*READING TEXT:*

[Start of Attachment]

The whitenose pigfish (Perryena leucometopon) is a species of marine ray-finned fish belonging to the family Congiopodidae, the horsefishes or pigfishes. It is endemic to the waters off southern and western Australia. It is the only species in the monotypic genus Perryena and the classification of that genus in the family Congiopodidae is not universally agreed upon.

==Taxonomy==
The whitenose pigfish was first formally described in 1922 as Congiopodus leucometopon by the British-born Australian zoologist, ichthyologist, herpetologist, and ornithologist Edgar Ravenswood Waite with the type locality given as the beach at Glenelg on Gulf St Vincent in South Australia. In 1940 Gilbert Percy Whitley reclassified this species in the monotypic genus Perryena. A recent study placed the whitenose pigfish into an expanded stonefish clade, the Synanceiidae, because all of these fish have a lachrymal sabre that can project a switch-blade-like mechanism out from underneath their eye. Other classify it within the monogeneric family Perryenidae but the 5th edition of Fishes of the World retains this taxon within the family Congiopodidae. However, Eschmeyer's Catalog of Fishes (2025) treats it as a member of Synanceiidae.

==Etymology==
The whitenose pigfish was given the specific name leucometopon by Waite, this is a compound of leuco, which means, "white" and metopon, meaning "forehead", an allusion to the white patch at the anterior part of the head. The genus name of Perryena was coined by Whitley and honours George Perry, the English naturalist who originally named the genus Congiopodus, which Waite had originally classified this species in.

[End of Attachment]

*EXERCISES TO COMPLETE:*
(1) Decide whether each statement agrees with the pigfish text, answering yes or no and quoting the words of the text that decide it: (a) the species is found only in waters off southern and western Australia; (b) Gilbert Percy Whitley first formally described the species in 1922; (c) Eschmeyer's Catalog of Fishes (2025) places the species in the family Congiopodidae.
(2) Rewrite the pigfish text from "The whitenose pigfish (Perryena" to "universally agreed upon.", substituting "native" for "endemic".
(3) Continue the whitenose pigfish text from where it stops.
The entries have no connection to the pigfish text.

*EXCERPTED DATA:*
[Start of Attachment]

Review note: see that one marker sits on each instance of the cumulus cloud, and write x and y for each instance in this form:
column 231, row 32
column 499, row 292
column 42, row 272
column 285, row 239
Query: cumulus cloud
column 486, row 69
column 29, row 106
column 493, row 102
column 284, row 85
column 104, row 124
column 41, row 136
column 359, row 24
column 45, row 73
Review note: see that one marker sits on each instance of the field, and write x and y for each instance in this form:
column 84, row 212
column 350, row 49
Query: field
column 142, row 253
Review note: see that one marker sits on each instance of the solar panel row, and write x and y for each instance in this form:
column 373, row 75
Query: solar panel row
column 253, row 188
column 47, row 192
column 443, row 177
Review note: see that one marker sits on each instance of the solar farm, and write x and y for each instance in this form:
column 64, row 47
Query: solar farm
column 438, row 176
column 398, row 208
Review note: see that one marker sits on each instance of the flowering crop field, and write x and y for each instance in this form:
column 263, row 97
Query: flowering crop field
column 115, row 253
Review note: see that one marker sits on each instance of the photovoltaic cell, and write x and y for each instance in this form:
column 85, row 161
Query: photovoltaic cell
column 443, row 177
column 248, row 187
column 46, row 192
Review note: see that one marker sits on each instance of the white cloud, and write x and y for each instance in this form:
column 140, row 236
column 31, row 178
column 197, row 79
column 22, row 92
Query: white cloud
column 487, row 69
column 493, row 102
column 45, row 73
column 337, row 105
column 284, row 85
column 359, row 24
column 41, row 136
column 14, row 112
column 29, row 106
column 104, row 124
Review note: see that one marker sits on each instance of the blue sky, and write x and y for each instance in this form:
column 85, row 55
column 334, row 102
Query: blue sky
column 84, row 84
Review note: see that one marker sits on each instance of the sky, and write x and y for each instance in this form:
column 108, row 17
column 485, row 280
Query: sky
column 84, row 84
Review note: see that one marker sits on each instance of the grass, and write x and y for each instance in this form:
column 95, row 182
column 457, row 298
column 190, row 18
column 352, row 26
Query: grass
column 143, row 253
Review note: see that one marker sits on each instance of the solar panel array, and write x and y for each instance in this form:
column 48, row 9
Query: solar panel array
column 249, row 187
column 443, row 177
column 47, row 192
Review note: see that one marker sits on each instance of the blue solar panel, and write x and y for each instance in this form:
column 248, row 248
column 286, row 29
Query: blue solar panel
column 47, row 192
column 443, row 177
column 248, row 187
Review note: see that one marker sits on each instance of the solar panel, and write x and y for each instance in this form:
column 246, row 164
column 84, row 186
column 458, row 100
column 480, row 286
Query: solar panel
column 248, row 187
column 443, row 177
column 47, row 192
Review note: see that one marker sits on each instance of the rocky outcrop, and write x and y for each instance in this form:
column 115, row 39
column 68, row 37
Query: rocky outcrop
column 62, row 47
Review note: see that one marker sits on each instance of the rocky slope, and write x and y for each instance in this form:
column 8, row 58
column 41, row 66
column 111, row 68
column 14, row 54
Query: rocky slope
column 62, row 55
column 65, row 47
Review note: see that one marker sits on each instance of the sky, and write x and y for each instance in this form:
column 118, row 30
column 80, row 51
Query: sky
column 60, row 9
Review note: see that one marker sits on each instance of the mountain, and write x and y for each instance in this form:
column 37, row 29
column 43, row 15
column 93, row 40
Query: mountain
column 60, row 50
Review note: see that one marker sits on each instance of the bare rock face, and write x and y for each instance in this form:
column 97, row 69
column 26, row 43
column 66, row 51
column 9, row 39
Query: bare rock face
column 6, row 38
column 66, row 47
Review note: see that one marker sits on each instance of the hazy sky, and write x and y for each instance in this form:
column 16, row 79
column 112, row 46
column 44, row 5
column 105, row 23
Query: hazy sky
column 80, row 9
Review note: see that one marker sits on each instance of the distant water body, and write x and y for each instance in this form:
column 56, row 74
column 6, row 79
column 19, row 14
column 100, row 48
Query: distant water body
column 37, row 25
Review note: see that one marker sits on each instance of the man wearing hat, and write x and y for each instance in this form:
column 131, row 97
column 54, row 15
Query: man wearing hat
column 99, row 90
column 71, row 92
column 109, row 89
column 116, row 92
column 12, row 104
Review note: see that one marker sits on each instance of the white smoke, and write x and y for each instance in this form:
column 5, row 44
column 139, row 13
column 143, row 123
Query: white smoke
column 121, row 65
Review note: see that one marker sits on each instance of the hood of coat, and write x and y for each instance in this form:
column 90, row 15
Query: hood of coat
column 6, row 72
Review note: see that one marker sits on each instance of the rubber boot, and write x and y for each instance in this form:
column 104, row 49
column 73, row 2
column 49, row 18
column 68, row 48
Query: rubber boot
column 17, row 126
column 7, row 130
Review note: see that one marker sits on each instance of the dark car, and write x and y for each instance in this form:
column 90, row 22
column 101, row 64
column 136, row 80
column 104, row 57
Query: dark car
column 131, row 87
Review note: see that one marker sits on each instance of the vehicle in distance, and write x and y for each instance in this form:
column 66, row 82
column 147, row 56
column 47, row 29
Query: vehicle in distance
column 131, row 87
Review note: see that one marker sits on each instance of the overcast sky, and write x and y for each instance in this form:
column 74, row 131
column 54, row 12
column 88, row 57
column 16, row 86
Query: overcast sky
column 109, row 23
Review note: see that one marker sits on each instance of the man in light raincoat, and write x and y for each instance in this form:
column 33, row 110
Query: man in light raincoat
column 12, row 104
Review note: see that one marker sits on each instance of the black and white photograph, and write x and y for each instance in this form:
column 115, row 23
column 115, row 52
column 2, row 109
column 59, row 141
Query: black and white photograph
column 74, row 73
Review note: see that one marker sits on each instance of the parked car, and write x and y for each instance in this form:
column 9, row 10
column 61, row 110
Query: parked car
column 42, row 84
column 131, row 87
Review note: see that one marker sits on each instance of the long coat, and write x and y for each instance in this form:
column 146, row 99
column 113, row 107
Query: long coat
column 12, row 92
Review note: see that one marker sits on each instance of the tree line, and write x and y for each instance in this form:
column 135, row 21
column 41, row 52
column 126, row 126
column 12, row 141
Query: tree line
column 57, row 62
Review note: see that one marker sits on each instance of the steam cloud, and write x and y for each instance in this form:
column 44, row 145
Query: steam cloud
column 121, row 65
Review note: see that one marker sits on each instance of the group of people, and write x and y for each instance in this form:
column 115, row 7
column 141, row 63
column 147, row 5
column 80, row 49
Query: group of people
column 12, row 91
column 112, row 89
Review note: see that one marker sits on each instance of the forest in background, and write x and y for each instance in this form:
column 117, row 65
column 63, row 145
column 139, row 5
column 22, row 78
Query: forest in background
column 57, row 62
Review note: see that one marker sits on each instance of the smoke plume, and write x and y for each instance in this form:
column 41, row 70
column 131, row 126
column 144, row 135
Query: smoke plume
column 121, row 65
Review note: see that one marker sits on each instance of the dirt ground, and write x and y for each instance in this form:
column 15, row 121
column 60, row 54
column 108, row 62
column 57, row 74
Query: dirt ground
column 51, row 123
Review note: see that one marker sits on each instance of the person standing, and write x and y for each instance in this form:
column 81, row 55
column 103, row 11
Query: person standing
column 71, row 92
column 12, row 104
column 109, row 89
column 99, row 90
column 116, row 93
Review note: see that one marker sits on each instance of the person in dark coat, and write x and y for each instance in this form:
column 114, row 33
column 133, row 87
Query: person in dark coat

[End of Attachment]

*WRITTEN RESPONSES:*
(1)
(a) Yes: "It is endemic to the waters off southern and western Australia."
(b) No: "first formally described in 1922 as Congiopodus leucometopon by the British-born Australian zoologist, ichthyologist, herpetologist, and ornithologist Edgar Ravenswood Waite"
(c) No: "Eschmeyer's Catalog of Fishes (2025) treats it as a member of Synanceiidae."

(2)
The whitenose pigfish (Perryena leucometopon) is a species of marine ray-finned fish belonging to the family Congiopodidae, the horsefishes or pigfishes. It is native to the waters off southern and western Australia. It is the only species in the monotypic genus Perryena and the classification of that genus in the family Congiopodidae is not universally agreed upon.

(3)
==Description==
The whitenose pigfish has a dorsal fin which starts over the centre of the eye and which contains 15 spines, with the fourth spine being the longest, and 9 soft rays. Unlike the species in the genus Congiopodus there are 3 spines, as opposed to none, in the anal fin and 6 or 7 soft rays. There are no scales on the skin. The forehead, first dorsal-fin spine, the anterior part of the snout and the tip of the chin are white, separated from the dark brown remainder of the head and body by a black stripe. This is a small species in which the type specimens were 160 mm and 130 cm in length.

==Distribution and habitat==
The whitenose pigfish is endemic to southern and western Australia where there have been scattered records from the central coast of South Australia and off the southern and western coasts of Western Australia as far north as Port Denison. It is a reef associated, benthic species found on the continental shelf.